WORK INSTRUCTIONS: Copy out, character for character, the lines of the records starting at the line that contains "Provide the mask of every instance of the front" and ending at the line that contains "144 134 L 113", including both of those lines.

Image region outline records:
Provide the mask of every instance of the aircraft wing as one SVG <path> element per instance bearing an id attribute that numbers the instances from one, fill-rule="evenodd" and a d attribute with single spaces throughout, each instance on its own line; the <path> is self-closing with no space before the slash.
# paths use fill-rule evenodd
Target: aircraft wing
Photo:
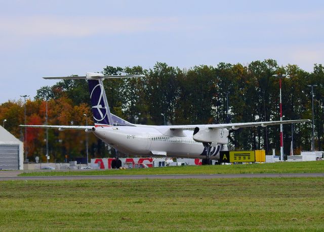
<path id="1" fill-rule="evenodd" d="M 22 127 L 43 128 L 48 129 L 58 129 L 59 130 L 91 130 L 94 126 L 51 126 L 42 125 L 20 125 Z"/>
<path id="2" fill-rule="evenodd" d="M 217 128 L 230 128 L 236 130 L 241 127 L 253 127 L 254 126 L 262 126 L 265 127 L 267 126 L 271 125 L 279 125 L 280 124 L 289 123 L 299 123 L 301 122 L 309 122 L 309 119 L 304 120 L 292 120 L 286 121 L 270 121 L 268 122 L 243 122 L 238 123 L 228 123 L 228 124 L 216 124 L 207 125 L 184 125 L 184 126 L 173 126 L 170 127 L 172 130 L 193 130 L 196 127 L 208 127 L 209 129 Z"/>

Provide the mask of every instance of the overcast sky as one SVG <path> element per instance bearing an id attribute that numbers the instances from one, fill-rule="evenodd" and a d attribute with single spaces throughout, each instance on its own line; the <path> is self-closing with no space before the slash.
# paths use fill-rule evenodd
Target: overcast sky
<path id="1" fill-rule="evenodd" d="M 0 104 L 107 65 L 271 58 L 311 72 L 323 35 L 322 1 L 0 0 Z"/>

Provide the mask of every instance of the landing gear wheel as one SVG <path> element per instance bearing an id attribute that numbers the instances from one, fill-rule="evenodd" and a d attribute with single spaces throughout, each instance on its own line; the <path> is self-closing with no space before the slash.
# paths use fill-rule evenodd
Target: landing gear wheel
<path id="1" fill-rule="evenodd" d="M 111 161 L 111 168 L 115 169 L 116 168 L 116 160 L 112 160 Z"/>
<path id="2" fill-rule="evenodd" d="M 208 165 L 212 164 L 212 161 L 210 159 L 202 159 L 201 160 L 201 164 L 202 165 Z"/>
<path id="3" fill-rule="evenodd" d="M 122 167 L 122 160 L 117 159 L 116 160 L 116 168 L 118 169 Z"/>
<path id="4" fill-rule="evenodd" d="M 202 145 L 204 147 L 205 147 L 205 149 L 206 150 L 206 159 L 203 159 L 202 160 L 202 164 L 204 165 L 210 165 L 212 164 L 212 161 L 210 159 L 211 156 L 211 145 L 212 145 L 211 143 L 202 143 Z"/>

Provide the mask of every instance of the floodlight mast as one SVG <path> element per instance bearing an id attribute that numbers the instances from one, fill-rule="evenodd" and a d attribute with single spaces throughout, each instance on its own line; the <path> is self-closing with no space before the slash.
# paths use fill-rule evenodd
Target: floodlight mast
<path id="1" fill-rule="evenodd" d="M 317 84 L 309 84 L 308 87 L 312 88 L 312 151 L 315 150 L 315 145 L 314 143 L 314 87 L 317 86 Z"/>
<path id="2" fill-rule="evenodd" d="M 25 125 L 27 125 L 26 123 L 26 98 L 29 97 L 29 95 L 20 95 L 20 97 L 25 99 L 25 104 L 24 104 L 25 107 Z M 24 147 L 25 147 L 25 162 L 27 162 L 27 157 L 28 156 L 28 151 L 27 150 L 27 127 L 25 127 L 25 137 L 24 137 Z"/>
<path id="3" fill-rule="evenodd" d="M 280 102 L 279 103 L 279 108 L 280 108 L 280 120 L 282 121 L 282 104 L 281 104 L 281 78 L 286 77 L 287 76 L 286 74 L 274 74 L 272 75 L 272 76 L 279 78 L 279 95 L 280 96 Z M 284 161 L 284 132 L 282 124 L 280 124 L 280 159 L 281 161 Z"/>

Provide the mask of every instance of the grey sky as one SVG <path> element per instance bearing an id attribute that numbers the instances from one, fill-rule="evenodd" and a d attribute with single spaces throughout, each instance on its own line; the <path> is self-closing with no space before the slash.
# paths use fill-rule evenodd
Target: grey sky
<path id="1" fill-rule="evenodd" d="M 106 65 L 324 63 L 320 1 L 0 1 L 0 103 Z"/>

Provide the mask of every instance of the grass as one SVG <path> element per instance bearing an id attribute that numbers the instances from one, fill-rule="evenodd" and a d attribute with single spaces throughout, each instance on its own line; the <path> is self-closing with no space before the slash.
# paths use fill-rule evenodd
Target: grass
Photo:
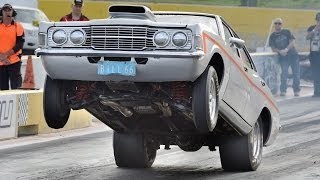
<path id="1" fill-rule="evenodd" d="M 103 1 L 103 0 L 96 0 Z M 112 1 L 134 1 L 151 3 L 178 3 L 178 4 L 203 4 L 218 6 L 240 6 L 241 0 L 112 0 Z M 288 9 L 320 9 L 319 0 L 257 0 L 258 7 L 288 8 Z"/>

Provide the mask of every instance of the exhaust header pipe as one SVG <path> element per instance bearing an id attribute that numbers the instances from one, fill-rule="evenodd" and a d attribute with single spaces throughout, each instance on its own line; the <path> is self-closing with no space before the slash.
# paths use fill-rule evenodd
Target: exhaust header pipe
<path id="1" fill-rule="evenodd" d="M 123 107 L 116 102 L 109 101 L 109 100 L 101 100 L 100 102 L 105 106 L 109 106 L 112 109 L 119 111 L 125 117 L 131 117 L 133 115 L 133 113 L 132 113 L 132 111 L 130 111 L 130 109 Z"/>

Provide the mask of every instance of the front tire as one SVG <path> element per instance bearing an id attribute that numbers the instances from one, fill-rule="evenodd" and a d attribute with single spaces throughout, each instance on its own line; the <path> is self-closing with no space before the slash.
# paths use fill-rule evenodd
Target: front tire
<path id="1" fill-rule="evenodd" d="M 144 134 L 113 132 L 114 158 L 118 167 L 151 167 L 157 146 Z"/>
<path id="2" fill-rule="evenodd" d="M 262 159 L 263 127 L 258 119 L 252 131 L 237 136 L 219 147 L 222 168 L 226 171 L 255 171 Z"/>
<path id="3" fill-rule="evenodd" d="M 211 132 L 218 118 L 218 76 L 212 66 L 208 66 L 195 81 L 192 94 L 193 121 L 202 133 Z"/>
<path id="4" fill-rule="evenodd" d="M 43 91 L 44 117 L 49 127 L 63 128 L 68 122 L 71 108 L 66 102 L 66 83 L 47 76 Z"/>

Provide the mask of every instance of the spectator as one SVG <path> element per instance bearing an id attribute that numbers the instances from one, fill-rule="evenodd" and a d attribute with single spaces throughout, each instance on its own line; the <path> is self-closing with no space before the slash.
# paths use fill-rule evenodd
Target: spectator
<path id="1" fill-rule="evenodd" d="M 71 8 L 72 12 L 63 16 L 60 21 L 89 21 L 85 15 L 82 14 L 83 0 L 74 0 Z"/>
<path id="2" fill-rule="evenodd" d="M 274 21 L 274 32 L 269 39 L 269 45 L 272 50 L 279 55 L 279 63 L 281 67 L 281 85 L 280 96 L 285 96 L 287 93 L 288 70 L 291 67 L 293 74 L 293 91 L 294 96 L 299 96 L 300 93 L 300 65 L 299 56 L 294 47 L 294 36 L 288 29 L 282 28 L 283 21 L 281 18 L 276 18 Z"/>
<path id="3" fill-rule="evenodd" d="M 306 39 L 310 40 L 310 65 L 313 79 L 313 97 L 320 97 L 320 13 L 316 14 L 316 25 L 308 28 Z"/>
<path id="4" fill-rule="evenodd" d="M 9 90 L 21 87 L 21 52 L 24 43 L 24 30 L 13 18 L 17 15 L 10 4 L 0 10 L 0 89 Z"/>

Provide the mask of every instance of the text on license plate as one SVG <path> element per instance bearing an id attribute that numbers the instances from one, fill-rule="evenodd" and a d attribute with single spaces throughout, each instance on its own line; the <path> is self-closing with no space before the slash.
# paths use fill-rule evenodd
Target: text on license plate
<path id="1" fill-rule="evenodd" d="M 136 63 L 134 62 L 117 62 L 117 61 L 103 61 L 98 63 L 99 75 L 123 75 L 135 76 Z"/>

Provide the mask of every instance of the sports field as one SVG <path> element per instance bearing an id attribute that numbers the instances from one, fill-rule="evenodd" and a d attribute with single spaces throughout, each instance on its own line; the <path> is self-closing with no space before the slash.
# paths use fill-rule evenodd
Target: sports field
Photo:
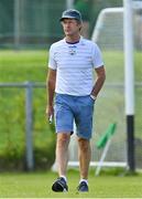
<path id="1" fill-rule="evenodd" d="M 78 193 L 77 170 L 68 171 L 68 192 L 53 192 L 53 172 L 0 174 L 0 198 L 141 198 L 142 174 L 136 176 L 89 175 L 89 192 Z"/>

RESULT BELOW:
Provide the mask of every instance of the front tire as one SVG <path> element per instance bearing an id attribute that numbers the instances from one, fill-rule="evenodd" and a d attribute with single spaces throughout, each instance on its own line; the <path> is self-closing with no space before the slash.
# paths use fill-rule evenodd
Target: front tire
<path id="1" fill-rule="evenodd" d="M 144 134 L 113 132 L 114 158 L 118 167 L 151 167 L 157 146 Z"/>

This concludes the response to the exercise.